Rewrite all of the data below, substituting "leather armchair" for "white sofa" and keeping everything else the same. Leave the pictures out of your answer.

• • • •

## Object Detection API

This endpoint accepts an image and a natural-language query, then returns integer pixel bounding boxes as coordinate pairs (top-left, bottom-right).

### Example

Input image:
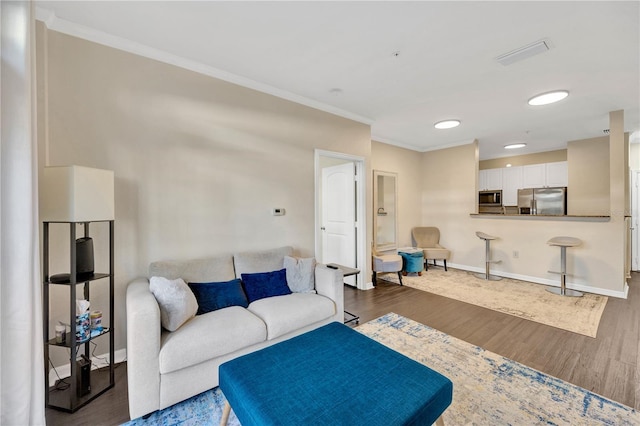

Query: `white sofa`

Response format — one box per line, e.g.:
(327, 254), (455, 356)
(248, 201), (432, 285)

• • • •

--- The answer ---
## Object Detection API

This endpoint accepts an image and a natural-language query, then returns integer pixel bounding boxes as coordinate pairs (top-left, bottom-right).

### Example

Input image:

Query: `leather armchair`

Response format — one box per line, e.g.:
(327, 254), (455, 356)
(248, 201), (432, 285)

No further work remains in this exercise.